Two gay men were sentenced to 82 whips by the Shariah Court in Banda Aceh, Indonesia on May 23, 2017.  Aceh is the only province in Indonesia that enforces Islamic law.

© 2017 Sipa via AP Images

Indonesian President Joko “Jokowi” Widodo’s government took small steps in 2017 to protect the rights of some of Indonesia’s most vulnerable people. In September, the Attorney General’s Office announced that it had rescinded a job notice that not only barred lesbian, gay, bisexual, and transgender (LGBT) applicants, but suggested homosexuality was a “mental illness.” The government also quietly reduced its population of Papuan political prisoners from 37 in August 2016 to between one and five in August 2017.

But the Jokowi government has consistently failed to translate the president’s rhetorical support for human rights into meaningful policy initiatives. Religious minorities continue to face harassment, intimidation from government authorities, and threats of violence from militant Islamists. Authorities continue to arrest, prosecute, and imprison people under Indonesia’s abusive blasphemy law. Papuan and Moluccan political prisoners remain behind bars for nonviolent expression. And Indonesian security forces continue to pay little price for committing abuses, including unlawful killings of Papuans.

The government’s acquiescence in 2017 to generals and powerful thugs who seek to stifle discussion of the army-led 1965-66 massacres made Jokowi’s promised reconciliation mechanism for those atrocities appear increasingly unlikely. Jokowi and senior police generals also advocated adopting Philippine President Rodrigo Duterte’s approach to suspected drug users and dealers: shoot-to-kill orders that have been accompanied in the Philippines by more than 12,000 summary executions of suspects.

Following a 2016 deluge of government-driven anti-LGBT rhetoric, authorities in 2017 continued to target private gatherings and LGBT individuals—a serious threat to privacy and public health initiatives in the country.

Freedom of Religion

In March, a Jakarta court handed down five-year prison terms for blasphemy to two leaders of the Gerakan Fajar Nusantara (Gafatar) religious community, founder Ahmad Moshaddeq and president Mahful Muis Tumanurung; the group’s vice-president, Andry Cahya, received a three-year sentence.

On May 9, a Jakarta court sentenced former Jakarta governor Basuki “Ahok” Purnama, a Christian, to a two-year prison sentence for blasphemy against Islam. That conviction followed the success of Islamist militant groups in making his blasphemy prosecution a centerpiece of efforts to defeat him in Jakarta’s gubernatorial election in April 2017.

On August 21, Siti Aisyah, the owner of an Islamic school in Mataram, Lombok Island, was sentenced to 30 months in prison on blasphemy for “strange teachings.” In August, municipal governments in Java took steps to effectively shut down two mosques that espoused the ultra-conservative Wahabhi strain of Islam—Al Arqom mosque in Pekalongan and the Ahmad bin Hanbal mosque in Bogor—due to concerns that they could fuel “social turmoil.”

## RAW RECORDS
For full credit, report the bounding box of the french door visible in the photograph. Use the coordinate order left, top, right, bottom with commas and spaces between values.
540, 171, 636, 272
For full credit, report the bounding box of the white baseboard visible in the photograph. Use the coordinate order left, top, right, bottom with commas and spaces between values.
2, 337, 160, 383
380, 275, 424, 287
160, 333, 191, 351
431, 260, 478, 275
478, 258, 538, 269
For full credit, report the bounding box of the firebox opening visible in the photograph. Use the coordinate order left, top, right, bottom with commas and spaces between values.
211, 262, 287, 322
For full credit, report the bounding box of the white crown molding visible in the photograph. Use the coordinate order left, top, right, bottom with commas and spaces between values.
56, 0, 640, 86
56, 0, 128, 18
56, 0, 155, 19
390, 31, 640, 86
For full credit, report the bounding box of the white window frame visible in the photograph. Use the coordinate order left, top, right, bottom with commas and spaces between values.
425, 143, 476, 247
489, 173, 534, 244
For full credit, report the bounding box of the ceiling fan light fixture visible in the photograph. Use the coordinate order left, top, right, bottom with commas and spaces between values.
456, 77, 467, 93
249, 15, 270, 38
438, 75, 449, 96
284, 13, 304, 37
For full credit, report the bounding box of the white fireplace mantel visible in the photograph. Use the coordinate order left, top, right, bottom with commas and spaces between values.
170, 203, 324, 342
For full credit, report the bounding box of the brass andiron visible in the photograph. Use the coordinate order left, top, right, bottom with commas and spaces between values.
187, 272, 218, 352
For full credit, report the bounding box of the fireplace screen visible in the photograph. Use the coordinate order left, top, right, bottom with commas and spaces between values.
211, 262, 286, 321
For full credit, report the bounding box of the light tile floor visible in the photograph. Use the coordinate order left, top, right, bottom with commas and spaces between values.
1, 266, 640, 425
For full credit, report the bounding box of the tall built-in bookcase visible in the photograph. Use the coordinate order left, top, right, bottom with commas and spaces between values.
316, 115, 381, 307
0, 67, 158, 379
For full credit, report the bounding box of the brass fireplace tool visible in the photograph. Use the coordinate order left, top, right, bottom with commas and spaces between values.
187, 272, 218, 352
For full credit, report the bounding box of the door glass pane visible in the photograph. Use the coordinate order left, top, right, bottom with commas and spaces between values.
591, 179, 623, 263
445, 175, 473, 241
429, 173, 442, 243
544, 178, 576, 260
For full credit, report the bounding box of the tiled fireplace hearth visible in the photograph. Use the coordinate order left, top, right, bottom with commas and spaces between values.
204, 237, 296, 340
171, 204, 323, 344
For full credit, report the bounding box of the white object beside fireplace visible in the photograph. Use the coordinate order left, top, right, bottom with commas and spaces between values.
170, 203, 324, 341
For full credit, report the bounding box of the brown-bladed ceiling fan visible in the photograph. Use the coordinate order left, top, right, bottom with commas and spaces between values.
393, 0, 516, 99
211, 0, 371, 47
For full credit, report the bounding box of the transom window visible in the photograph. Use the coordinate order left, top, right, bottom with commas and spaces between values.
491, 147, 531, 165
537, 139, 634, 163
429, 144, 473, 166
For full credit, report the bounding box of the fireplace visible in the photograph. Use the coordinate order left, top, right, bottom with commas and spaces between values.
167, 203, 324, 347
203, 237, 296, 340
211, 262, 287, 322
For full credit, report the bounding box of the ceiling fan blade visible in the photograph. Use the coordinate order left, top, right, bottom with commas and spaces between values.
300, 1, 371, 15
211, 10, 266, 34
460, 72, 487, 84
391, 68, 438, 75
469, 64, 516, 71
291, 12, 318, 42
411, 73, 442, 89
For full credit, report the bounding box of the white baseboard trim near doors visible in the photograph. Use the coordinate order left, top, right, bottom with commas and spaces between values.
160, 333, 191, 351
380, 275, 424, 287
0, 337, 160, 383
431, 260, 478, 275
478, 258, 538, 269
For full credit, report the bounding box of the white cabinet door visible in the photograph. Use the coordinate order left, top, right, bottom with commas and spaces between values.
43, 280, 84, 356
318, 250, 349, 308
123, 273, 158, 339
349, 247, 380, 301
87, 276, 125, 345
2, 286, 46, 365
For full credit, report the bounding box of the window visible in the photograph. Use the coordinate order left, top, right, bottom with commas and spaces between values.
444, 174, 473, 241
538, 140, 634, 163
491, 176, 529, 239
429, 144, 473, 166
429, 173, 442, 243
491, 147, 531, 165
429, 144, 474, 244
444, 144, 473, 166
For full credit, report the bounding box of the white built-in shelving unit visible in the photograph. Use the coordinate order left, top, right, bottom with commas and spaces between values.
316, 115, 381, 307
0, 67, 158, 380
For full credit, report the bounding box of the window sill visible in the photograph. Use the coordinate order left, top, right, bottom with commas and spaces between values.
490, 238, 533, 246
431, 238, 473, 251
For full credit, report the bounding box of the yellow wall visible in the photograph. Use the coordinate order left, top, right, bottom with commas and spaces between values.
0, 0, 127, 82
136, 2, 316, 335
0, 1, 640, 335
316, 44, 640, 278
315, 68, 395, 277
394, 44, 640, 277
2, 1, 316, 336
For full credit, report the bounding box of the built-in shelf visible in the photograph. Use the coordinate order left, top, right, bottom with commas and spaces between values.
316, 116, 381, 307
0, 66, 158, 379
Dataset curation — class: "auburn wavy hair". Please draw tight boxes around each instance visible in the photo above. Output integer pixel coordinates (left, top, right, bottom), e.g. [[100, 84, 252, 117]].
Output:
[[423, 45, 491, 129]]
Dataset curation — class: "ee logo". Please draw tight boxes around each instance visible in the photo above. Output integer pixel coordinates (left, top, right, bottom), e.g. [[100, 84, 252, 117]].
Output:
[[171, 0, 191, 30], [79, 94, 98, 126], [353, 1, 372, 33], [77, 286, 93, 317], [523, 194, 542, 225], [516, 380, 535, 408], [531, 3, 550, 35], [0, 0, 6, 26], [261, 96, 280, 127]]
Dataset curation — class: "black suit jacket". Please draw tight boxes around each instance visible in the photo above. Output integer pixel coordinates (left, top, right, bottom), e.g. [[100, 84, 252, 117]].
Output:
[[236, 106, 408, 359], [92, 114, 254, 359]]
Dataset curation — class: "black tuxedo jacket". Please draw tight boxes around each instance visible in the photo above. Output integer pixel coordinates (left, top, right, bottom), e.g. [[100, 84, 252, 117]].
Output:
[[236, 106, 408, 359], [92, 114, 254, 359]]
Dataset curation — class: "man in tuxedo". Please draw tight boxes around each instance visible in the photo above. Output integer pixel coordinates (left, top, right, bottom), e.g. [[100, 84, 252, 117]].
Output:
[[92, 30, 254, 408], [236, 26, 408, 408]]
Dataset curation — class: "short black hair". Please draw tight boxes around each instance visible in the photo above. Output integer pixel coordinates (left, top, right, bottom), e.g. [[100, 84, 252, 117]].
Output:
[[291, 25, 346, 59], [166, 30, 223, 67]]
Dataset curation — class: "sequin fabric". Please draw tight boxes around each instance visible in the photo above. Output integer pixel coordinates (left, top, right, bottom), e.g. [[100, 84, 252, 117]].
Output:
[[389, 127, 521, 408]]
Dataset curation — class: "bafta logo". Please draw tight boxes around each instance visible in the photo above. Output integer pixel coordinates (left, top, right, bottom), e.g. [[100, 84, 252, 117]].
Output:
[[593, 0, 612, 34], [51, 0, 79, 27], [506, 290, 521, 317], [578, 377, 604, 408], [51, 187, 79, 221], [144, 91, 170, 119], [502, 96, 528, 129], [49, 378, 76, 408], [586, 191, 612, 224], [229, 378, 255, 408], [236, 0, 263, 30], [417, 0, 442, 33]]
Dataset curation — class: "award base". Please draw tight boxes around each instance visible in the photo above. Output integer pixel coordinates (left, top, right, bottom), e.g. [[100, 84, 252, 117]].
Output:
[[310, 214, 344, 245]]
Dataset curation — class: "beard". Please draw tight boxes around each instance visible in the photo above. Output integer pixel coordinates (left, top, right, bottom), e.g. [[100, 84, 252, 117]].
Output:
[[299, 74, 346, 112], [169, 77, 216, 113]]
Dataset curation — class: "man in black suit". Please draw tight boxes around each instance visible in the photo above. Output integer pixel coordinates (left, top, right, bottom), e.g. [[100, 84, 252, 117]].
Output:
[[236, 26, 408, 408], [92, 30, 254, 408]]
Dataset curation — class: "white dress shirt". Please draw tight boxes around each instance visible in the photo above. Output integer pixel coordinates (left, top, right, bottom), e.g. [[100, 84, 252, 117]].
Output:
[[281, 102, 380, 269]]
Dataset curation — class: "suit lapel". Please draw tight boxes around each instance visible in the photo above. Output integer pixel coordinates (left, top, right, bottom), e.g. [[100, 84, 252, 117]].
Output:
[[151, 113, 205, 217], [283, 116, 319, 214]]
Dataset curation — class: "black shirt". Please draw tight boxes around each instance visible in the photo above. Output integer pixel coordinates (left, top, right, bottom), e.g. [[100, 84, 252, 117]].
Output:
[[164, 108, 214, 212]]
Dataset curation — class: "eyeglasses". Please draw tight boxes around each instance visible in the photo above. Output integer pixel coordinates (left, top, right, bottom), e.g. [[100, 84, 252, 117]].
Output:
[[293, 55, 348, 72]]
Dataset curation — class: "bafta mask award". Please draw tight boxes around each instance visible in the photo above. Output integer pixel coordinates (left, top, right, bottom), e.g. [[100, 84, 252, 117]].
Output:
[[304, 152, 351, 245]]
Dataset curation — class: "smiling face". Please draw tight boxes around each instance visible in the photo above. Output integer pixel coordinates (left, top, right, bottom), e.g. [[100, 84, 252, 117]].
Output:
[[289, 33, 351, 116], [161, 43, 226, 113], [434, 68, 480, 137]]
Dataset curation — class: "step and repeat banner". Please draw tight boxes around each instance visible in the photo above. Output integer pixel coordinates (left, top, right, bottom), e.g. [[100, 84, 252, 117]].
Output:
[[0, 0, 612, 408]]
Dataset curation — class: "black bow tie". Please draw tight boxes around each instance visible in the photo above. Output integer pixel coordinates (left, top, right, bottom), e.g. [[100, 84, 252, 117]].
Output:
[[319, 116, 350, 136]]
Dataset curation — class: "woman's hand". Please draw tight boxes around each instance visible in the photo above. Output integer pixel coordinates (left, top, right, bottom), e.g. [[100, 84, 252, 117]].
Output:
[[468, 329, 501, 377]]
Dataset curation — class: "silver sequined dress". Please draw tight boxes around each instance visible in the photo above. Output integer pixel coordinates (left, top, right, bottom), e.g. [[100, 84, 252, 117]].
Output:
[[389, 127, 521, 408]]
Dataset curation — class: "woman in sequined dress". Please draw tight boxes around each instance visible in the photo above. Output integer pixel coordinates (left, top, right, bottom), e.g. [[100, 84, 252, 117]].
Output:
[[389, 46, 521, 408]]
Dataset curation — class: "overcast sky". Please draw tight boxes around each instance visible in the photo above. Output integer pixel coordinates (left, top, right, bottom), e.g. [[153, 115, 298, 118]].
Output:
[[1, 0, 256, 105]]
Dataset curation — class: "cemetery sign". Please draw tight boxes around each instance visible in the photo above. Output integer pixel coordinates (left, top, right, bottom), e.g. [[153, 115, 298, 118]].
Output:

## REQUESTS
a - Answer these questions using the text on human rights in Indonesia:
(i) How many Papuan political prisoners did the government hold in August 2016?
(ii) What prison term did a Jakarta court give Basuki "Ahok" Purnama on May 9?
(iii) In which city is the Islamic school owned by Siti Aisyah located?
b - Please resume the text on human rights in Indonesia, picking up after its last sentence.

## SOLVED PROBLEMS
a -
(i) 37
(ii) Two years
(iii) Mataram, on Lombok Island

b -
In a landmark ruling in November, the Constitutional Court struck down a law prohibiting adherents of native faiths from listing their religion on official identification cards. The ruling will help protect adherents of more than 240 such religions from prosecution under Indonesia’s dangerously ambiguous blasphemy law.

In early 2017, the Ministry of Religious Affairs drafted a religious rights bill that would further entrench the blasphemy law as well as government decrees making it difficult for religious minorities to obtain permits to construct houses of worship. The draft law, still pending at time of writing, would also impose excessively narrow criteria for a religion to receive state recognition.

Freedom of Expression and Association

On April 5, the Constitutional Court ruled that the central government could no longer repeal local Sharia (Islamic law) ordinances adopted by local governments in Indonesia. It deprived the Home Ministry of the power to abolish ordinances that threaten universal rights to freedom of expression and association and violate the rights of women and LGBT people.

On July 12, President Jokowi issued a decree amending the law that regulates nongovernmental organizations, enabling the government to fast-track the banning of groups it considers “against Pancasila or promoting communism or advocating separatism.” Pancasila, or “five principles,” is Indonesia’s official state philosophy. Days later the government used the decree to ban Hizbut ut-Tahrir, a conservative Islamist group that supports the creation of a Sharia-based Islamic caliphate.

Women’s and Girls’ Rights

Indonesia's official Commission on Violence against Women reports that there are hundreds of discriminatory national and local regulations targeting women. They include local laws compelling women and girls to don the jilbab, or headscarf, in schools, government offices, and public spaces.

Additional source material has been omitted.